EL RECONOCIMIENTO DE JERICÓ: RAHAB Y LOS ESPÍAS (2:1-24)



Los espías enviados (2:1)



1. Josué hijo de Nun envió desde Sitim dos espías secretamente, diciéndoles: Andad, reconoced la tierra, y a Jericó. Y ellos fueron, y entraron en casa de una ramera que se llamaba Rahab, y posaron allí.



Josué había iniciado los preparativos necesarios para ejecutar la voluntad de Dios en relación con la posesión y reparto de la tierra prometida (1:4, 6). Primeramente, ordenó que el pueblo hiciera los acopios de comida pertinentes para que cada familia tuviera lo necesario a la hora de cruzar el Jordán e introducirse en Canaán (1:11). Josué siguió tomando decisiones en relación con la conquista en sí del territorio del que había de posesionarse Israel. Lo hacía desde el lugar en donde estaba acampado el pueblo, llamado aquí Sitim, en la forma abreviada del nombre “Abelsitim” (Nm. 33:49). Sitim significa acacias, por lo que “Abel-sitim” probablemente equivale a prado de las acacias o, para otros, arroyo de las acacias. Este lugar, situado en Transjordania, se identificó primeramente con la actual Tell el-kefrein, situada a menos de dos kilómetros al norte de Kefrein, la Abila romana citada por el historiador Flavio Josefo (Antigüedades 5:4). Sin embargo, más recientemente, se la identifica con la actual Tell-el-hamman, situada a unos dos kilómetros al sudeste de Tell-el- Kefrein (1). Fue en aquel lugar donde años antes el pueblo de Israel, inducido por las mujeres de Moab, había cometido el pecado de adorar a los dioses moabitas, trayendo la ira de Dios sobre ellos (Nm. 25:1-4). Desde este mismo sitio, un pueblo nuevo estaba dispuesto para subir a la tierra prometida, y el conductor del pueblo tomaba las disposiciones necesarias para hacerlo conforme a la voluntad de Dios.

→ **Información proporcionada**:
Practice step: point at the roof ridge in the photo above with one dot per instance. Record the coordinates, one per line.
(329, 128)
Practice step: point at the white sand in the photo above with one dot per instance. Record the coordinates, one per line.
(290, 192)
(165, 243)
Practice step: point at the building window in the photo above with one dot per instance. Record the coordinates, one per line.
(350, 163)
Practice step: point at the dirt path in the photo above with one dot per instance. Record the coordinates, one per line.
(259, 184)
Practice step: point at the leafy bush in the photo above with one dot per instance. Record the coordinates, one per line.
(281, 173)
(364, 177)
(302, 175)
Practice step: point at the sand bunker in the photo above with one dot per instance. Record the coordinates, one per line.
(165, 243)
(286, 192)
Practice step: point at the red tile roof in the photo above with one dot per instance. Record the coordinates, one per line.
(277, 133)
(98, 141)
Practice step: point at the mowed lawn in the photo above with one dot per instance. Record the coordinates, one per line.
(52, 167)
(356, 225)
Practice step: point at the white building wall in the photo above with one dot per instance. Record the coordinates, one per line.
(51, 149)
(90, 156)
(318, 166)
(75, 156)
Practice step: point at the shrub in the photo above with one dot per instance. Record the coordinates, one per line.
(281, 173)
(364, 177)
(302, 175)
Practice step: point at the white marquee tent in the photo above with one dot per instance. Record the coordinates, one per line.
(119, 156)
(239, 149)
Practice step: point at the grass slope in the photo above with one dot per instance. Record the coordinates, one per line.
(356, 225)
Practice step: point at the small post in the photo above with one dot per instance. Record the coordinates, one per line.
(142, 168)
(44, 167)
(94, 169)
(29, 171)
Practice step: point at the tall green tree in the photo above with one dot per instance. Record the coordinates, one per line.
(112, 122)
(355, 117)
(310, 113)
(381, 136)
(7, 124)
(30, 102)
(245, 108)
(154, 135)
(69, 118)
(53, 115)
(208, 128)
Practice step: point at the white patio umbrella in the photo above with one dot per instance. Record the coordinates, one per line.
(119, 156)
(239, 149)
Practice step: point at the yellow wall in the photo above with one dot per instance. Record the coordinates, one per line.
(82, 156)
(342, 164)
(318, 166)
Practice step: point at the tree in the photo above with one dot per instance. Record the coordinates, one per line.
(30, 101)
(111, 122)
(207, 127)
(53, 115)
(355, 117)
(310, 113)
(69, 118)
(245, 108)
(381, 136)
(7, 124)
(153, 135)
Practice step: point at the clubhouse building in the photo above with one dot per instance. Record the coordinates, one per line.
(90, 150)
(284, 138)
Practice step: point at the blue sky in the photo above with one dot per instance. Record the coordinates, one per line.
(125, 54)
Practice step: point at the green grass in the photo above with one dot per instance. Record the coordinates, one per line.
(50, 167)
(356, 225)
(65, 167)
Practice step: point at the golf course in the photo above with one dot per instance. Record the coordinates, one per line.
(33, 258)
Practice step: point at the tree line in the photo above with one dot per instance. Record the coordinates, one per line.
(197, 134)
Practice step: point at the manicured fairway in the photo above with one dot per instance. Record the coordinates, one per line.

→ **Instrucción**:
Reproduce, por favor, sin cambiar nada el pasaje del texto sobre Rahab y los espías desde "1. Josué hijo" hasta "y posaron allí.". Este material no hace falta para resolver la tarea.

→ **Respuesta del ejercicio**:
1. Josué hijo de Nun envió desde Sitim dos espías secretamente, diciéndoles: Andad, reconoced la tierra, y a Jericó. Y ellos fueron, y entraron en casa de una ramera que se llamaba Rahab, y posaron allí.